=== WHAT YOU NEED TO DO ===
Copy out every row below with "pixel coordinates" swapped for "x and y positions" and nothing else altered, omitting the pictures.

=== GIVEN RECORDS ===
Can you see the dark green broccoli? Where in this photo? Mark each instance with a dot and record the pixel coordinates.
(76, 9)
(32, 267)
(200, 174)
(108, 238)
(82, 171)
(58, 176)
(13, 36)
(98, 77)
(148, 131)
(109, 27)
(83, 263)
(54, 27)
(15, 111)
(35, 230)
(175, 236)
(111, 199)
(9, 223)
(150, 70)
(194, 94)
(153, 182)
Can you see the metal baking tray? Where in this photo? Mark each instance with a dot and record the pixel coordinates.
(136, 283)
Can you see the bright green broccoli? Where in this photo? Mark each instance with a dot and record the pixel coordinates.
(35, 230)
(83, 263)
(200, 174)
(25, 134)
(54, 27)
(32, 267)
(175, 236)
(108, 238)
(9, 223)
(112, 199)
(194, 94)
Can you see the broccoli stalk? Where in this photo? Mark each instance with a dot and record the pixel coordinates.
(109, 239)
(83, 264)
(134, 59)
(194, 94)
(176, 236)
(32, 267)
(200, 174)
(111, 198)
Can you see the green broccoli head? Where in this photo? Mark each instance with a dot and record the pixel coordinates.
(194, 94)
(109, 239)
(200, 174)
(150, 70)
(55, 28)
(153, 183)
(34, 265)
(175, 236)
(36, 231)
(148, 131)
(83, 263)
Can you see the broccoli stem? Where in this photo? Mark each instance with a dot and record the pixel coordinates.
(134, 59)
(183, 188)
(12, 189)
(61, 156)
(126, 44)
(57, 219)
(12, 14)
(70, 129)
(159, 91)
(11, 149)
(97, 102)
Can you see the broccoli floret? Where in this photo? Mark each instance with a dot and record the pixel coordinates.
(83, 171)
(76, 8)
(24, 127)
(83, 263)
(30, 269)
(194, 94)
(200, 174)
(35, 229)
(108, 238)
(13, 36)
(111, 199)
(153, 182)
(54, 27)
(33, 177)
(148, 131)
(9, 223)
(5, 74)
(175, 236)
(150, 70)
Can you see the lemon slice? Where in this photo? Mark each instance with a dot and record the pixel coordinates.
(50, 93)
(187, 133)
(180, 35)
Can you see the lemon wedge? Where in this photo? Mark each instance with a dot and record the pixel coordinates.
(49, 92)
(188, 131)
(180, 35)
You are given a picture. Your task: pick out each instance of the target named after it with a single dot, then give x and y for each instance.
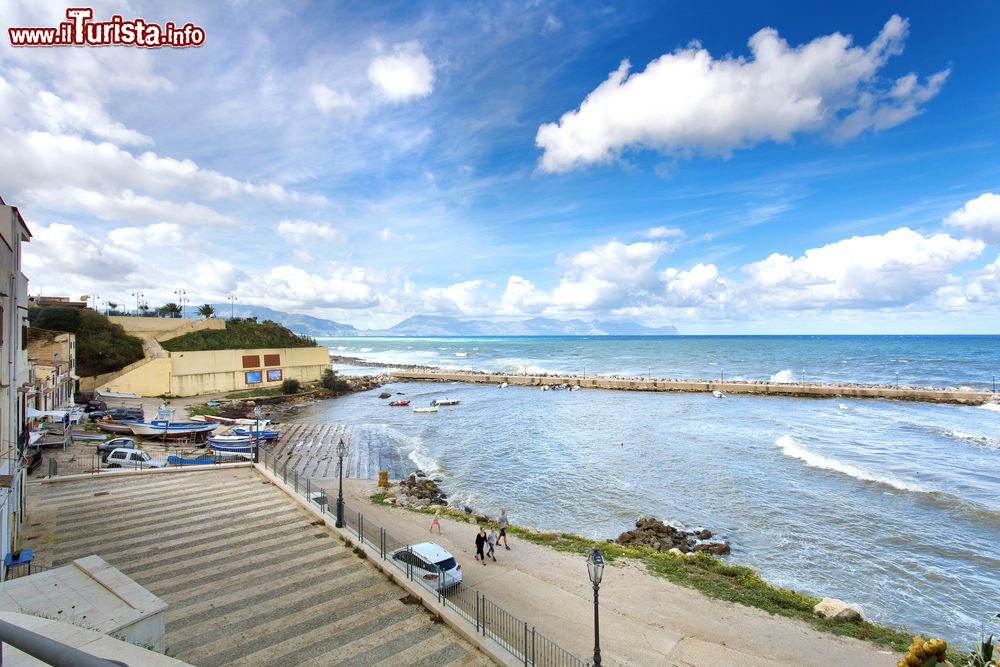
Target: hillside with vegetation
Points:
(101, 347)
(239, 334)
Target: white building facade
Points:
(15, 379)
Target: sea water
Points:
(892, 505)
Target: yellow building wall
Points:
(215, 371)
(151, 378)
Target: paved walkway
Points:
(645, 620)
(250, 579)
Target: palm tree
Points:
(169, 310)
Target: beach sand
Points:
(645, 620)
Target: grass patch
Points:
(255, 393)
(710, 575)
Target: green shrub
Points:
(101, 347)
(330, 380)
(239, 334)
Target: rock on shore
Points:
(417, 490)
(650, 532)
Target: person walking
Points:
(480, 543)
(503, 528)
(436, 521)
(491, 541)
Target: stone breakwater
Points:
(650, 532)
(904, 393)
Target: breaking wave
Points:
(792, 447)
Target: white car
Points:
(430, 561)
(135, 459)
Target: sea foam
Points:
(792, 447)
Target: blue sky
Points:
(723, 167)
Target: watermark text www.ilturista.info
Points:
(82, 30)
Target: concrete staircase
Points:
(249, 576)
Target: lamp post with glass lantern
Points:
(256, 434)
(341, 451)
(595, 568)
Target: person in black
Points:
(480, 543)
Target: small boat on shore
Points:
(113, 426)
(164, 429)
(444, 401)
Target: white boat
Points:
(170, 430)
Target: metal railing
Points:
(48, 650)
(517, 636)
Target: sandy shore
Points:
(645, 620)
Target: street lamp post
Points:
(181, 297)
(256, 434)
(138, 295)
(595, 568)
(341, 451)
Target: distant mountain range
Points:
(435, 325)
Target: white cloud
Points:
(979, 217)
(892, 269)
(306, 232)
(63, 250)
(689, 101)
(465, 298)
(128, 206)
(329, 100)
(290, 287)
(663, 233)
(404, 74)
(522, 297)
(51, 161)
(162, 235)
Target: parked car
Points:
(95, 405)
(430, 561)
(135, 459)
(109, 446)
(118, 414)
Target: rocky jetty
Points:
(417, 490)
(650, 532)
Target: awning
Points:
(33, 413)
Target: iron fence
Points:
(491, 620)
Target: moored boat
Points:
(444, 401)
(113, 426)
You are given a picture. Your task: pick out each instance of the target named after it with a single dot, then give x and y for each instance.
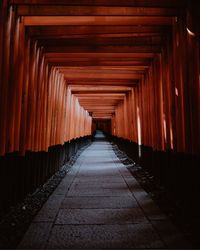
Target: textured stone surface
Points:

=== EXERCISE SOLUTION ===
Can you see the dark green broccoli? Where in this photo? Mark each instance with a dot and record the x and y positions.
(76, 9)
(32, 267)
(200, 174)
(108, 238)
(82, 171)
(58, 176)
(13, 36)
(98, 77)
(148, 131)
(109, 27)
(83, 263)
(54, 27)
(15, 111)
(35, 230)
(175, 236)
(111, 199)
(9, 223)
(150, 70)
(194, 94)
(153, 182)
Can you see the metal baking tray? Where in this photo? Mark each instance with a dot and record the x and y positions.
(136, 283)
Can you see the bright green broccoli? Where in this photo? Mark each instance with a dot and record the x and y positions.
(35, 230)
(83, 263)
(200, 174)
(25, 134)
(54, 27)
(32, 267)
(175, 236)
(108, 238)
(9, 223)
(112, 199)
(194, 94)
Can you see the broccoli stalk? Where in this photo? Mark each instance with a dot and record the x and y positions.
(109, 239)
(83, 264)
(134, 59)
(194, 94)
(176, 236)
(32, 267)
(200, 174)
(111, 198)
Can you see the green broccoli head? Where in this photo? Mark each instance with a dot and record the x and y positions.
(194, 94)
(109, 239)
(200, 174)
(150, 70)
(55, 28)
(153, 183)
(34, 265)
(175, 236)
(36, 231)
(148, 131)
(83, 263)
Can you see the broccoli stem? Where in this photo? Mark each instance with a dot and record the x and y positions.
(134, 59)
(183, 188)
(12, 189)
(61, 156)
(126, 44)
(57, 219)
(12, 14)
(70, 129)
(159, 91)
(11, 149)
(97, 102)
Can you see the broccoli floret? Where in this photo? Mark each instance with a dot and record the x and y positions.
(83, 171)
(76, 8)
(24, 127)
(83, 263)
(30, 269)
(194, 94)
(200, 174)
(35, 229)
(108, 238)
(13, 36)
(111, 199)
(153, 182)
(54, 27)
(33, 177)
(148, 131)
(9, 223)
(5, 74)
(175, 236)
(150, 70)
Can you see the lemon slice? Where in this photo? Mark each instance with a dot and record the x and y positions.
(50, 93)
(187, 133)
(180, 35)
Can you see the lemon wedge? Where in this photo? Mark each instance with a dot and record the x and y positions.
(49, 92)
(188, 131)
(180, 35)
You are given a picture. Your task: pick out each instance of the target named after it with a single dot, then give x and y for each instance.
Target: hillside with vegetation
Points:
(101, 347)
(239, 334)
Target: white building facade
Points:
(15, 379)
Target: sea water
Points:
(892, 505)
Target: yellow building wall
Points:
(215, 371)
(151, 378)
Target: paved walkway
Points:
(645, 620)
(250, 579)
Target: palm tree
Points:
(169, 310)
Target: beach sand
Points:
(645, 620)
Target: grass patch
Points:
(255, 393)
(710, 575)
Target: green shrub
Points:
(101, 347)
(330, 380)
(239, 334)
Target: rock on shore
Points:
(417, 490)
(650, 532)
Target: person walking
Points:
(480, 543)
(503, 528)
(436, 521)
(491, 541)
Target: stone breakwater
Points:
(650, 532)
(904, 393)
Target: breaking wave
Points:
(792, 447)
Target: white car
Points:
(430, 561)
(135, 459)
Target: sea foam
Points:
(792, 447)
Target: blue sky
Points:
(723, 167)
Target: watermark text www.ilturista.info
Points:
(82, 30)
Target: concrete staircase
Points:
(249, 576)
Target: lamp post with glass lantern
Points:
(256, 434)
(341, 451)
(595, 568)
Target: person in black
Points:
(480, 543)
Target: small boat on shore
Points:
(113, 426)
(164, 429)
(444, 401)
Target: white boat
Points:
(170, 430)
Target: metal railing
Points:
(48, 650)
(517, 636)
Target: sandy shore
Points:
(645, 620)
Target: street lamp post
Points:
(181, 297)
(256, 434)
(138, 295)
(595, 568)
(341, 451)
Target: distant mountain range
Points:
(435, 325)
Target: white cloud
Points:
(979, 217)
(892, 269)
(306, 232)
(63, 250)
(689, 101)
(465, 298)
(128, 206)
(329, 100)
(290, 287)
(663, 233)
(404, 74)
(522, 297)
(51, 161)
(162, 235)
Target: parked car
Points:
(95, 405)
(430, 561)
(135, 459)
(109, 446)
(118, 414)
Target: rocky jetty
Points:
(417, 490)
(650, 532)
Target: awning
Points:
(33, 413)
Target: iron fence
Points:
(491, 620)
Target: moored boat
Points:
(444, 401)
(113, 426)
You are given a picture. Your task: pick out each instance of the target named after it with a single dot, then give x and y for each instance.
Target: textured stone surface
Points:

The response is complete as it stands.